Excerpts of pointing data:

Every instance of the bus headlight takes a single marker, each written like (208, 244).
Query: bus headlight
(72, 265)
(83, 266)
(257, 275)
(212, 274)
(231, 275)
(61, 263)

Problem to work on: Write out the records above line for line, with no changes.

Response below:
Every instance of the bus headlight takes a single marker, each written like (208, 244).
Query: bus headlight
(72, 265)
(83, 266)
(257, 275)
(212, 274)
(231, 275)
(61, 263)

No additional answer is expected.